● Work to do:
Repeat the part of the forum discussion on the CYOS format from "jrsthethird" to "I wouldn't.", word for word.

● Provided text:
___

Nobody is burying Legacy here, everyone should know that CYOS is a format way too different for both to actually be compared, creating an intermediate format could hurt Legacy! But it could also make a bridge for Extended/Standard players into looking at older cards -at least get interest in the format for discussion and deck-building if active participation is harsh. Building CYOS decks is incredibly skill intensive and even more rewarding than rogue Legacy strategies -the overall deck power is between standard and extended level, but you can have access to even more interactions-. Much more cards compete including many sub-par ones, I assure you that while I have pretty much every card I need to build Legacy decks -Tabernacles, Loams, etc.-, I don't have nearly enough to make just any deck I want on CYOS, but individual lists are still much cheaper.
jrsthethird
03-25-2010, 11:39 AM
I didn't play ts/rav standard so I didn't know how bad it was. Ody/rav sounds a lot better.
Phoenix Ignition
03-25-2010, 12:14 PM
No.
I wouldn't.
JeroenC
03-26-2010, 09:32 AM
I might, I've always felt it was an interesting format but I never got into it because there was never any reason to.
dahcmai
03-27-2010, 01:39 AM
Ok, what is this Chimera? I don't play this format, but I soooo loved the old Visions Chimeras. Are you talking about those, because if so I want a sample decklist. Those things are hilarious.
Eldariel
03-27-2010, 07:47 AM
Ok, what is this Chimera? I don't play this format, but I soooo loved the old Visions Chimeras. Are you talking about those, because if so I want a sample decklist. Those things are hilarious.
He's prolly referring to the Chimera-combo from Urza/Masques Tiago Chan played at the invitationals where this format was used (http://www.wizards.com/Magic/Magazine/Events.aspx?x=mtgevent/mi07/cyostandarddecklists).
dahcmai
03-27-2010, 12:43 PM
Awww sad face. I thought someone had finally made something decent out of these.

___

● Stored data:

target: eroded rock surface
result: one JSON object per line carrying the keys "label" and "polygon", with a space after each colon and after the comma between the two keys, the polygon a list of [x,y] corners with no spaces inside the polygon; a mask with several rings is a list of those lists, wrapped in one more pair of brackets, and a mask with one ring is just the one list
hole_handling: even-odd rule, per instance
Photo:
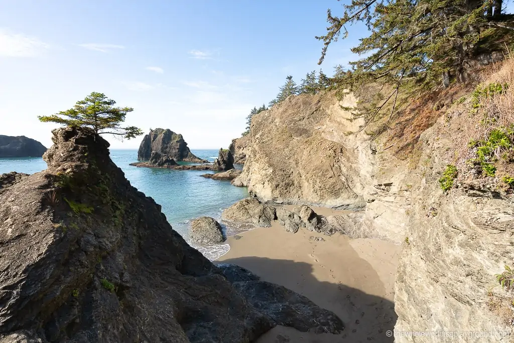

___

● Output for this task:
jrsthethird
03-25-2010, 11:39 AM
I didn't play ts/rav standard so I didn't know how bad it was. Ody/rav sounds a lot better.
Phoenix Ignition
03-25-2010, 12:14 PM
No.
I wouldn't.